A block of data
· · · · ·

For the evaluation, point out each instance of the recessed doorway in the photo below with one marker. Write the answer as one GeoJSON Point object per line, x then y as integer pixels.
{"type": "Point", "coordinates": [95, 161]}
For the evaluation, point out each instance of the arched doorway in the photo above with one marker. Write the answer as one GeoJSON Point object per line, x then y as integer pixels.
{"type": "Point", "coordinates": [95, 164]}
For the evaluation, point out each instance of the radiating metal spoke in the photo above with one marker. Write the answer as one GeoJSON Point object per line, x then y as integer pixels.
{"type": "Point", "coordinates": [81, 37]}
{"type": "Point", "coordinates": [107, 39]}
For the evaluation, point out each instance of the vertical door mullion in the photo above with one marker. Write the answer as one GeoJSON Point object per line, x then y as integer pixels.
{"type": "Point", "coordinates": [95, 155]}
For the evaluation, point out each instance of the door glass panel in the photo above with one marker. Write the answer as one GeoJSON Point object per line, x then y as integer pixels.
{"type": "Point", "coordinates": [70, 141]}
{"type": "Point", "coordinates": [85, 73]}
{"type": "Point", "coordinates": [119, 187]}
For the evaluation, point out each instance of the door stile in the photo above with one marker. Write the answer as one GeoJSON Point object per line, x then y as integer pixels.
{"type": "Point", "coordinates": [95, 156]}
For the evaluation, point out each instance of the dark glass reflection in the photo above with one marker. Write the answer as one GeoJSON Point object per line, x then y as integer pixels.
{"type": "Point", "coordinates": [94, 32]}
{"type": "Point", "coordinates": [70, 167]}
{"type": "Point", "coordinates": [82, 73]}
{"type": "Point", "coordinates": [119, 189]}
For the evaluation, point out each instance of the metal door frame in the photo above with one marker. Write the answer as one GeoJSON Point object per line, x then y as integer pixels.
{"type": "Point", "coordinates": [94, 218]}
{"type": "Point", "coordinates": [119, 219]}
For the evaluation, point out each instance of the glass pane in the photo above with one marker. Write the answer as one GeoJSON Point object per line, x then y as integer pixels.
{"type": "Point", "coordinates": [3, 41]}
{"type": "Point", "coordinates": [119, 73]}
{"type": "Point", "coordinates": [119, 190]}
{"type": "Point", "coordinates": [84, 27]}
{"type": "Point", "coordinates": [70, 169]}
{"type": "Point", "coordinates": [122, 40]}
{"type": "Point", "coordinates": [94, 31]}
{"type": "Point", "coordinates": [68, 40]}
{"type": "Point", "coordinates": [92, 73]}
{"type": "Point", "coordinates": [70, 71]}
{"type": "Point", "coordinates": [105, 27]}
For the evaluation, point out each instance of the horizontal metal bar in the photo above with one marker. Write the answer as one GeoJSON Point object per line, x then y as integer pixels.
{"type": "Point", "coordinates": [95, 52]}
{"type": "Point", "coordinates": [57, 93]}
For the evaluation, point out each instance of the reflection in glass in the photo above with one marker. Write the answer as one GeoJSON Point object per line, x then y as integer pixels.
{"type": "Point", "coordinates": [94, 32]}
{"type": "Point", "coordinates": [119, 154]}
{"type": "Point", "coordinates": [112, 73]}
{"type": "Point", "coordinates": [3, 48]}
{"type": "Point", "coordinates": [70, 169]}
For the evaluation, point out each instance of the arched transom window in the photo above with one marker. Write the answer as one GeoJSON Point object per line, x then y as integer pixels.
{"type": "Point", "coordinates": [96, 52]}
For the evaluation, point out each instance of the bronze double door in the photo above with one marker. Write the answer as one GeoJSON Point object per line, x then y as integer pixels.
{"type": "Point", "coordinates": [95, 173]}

· · · · ·

● What to do:
Format everything from the entry containing "For the evaluation, point out each instance of the bronze" down to the end of the block as a two-column CSV with the headers instruction and response. Give one row per entry, with its text and its answer each in a single quoted field and any line breaks turned into spaces.

● Exercise response:
instruction,response
"For the evaluation, point out each instance of the bronze double door in the photo above with one marker. Write the answer as one GeoJSON Point object per line, x then y as integer pixels.","{""type"": ""Point"", ""coordinates"": [95, 173]}"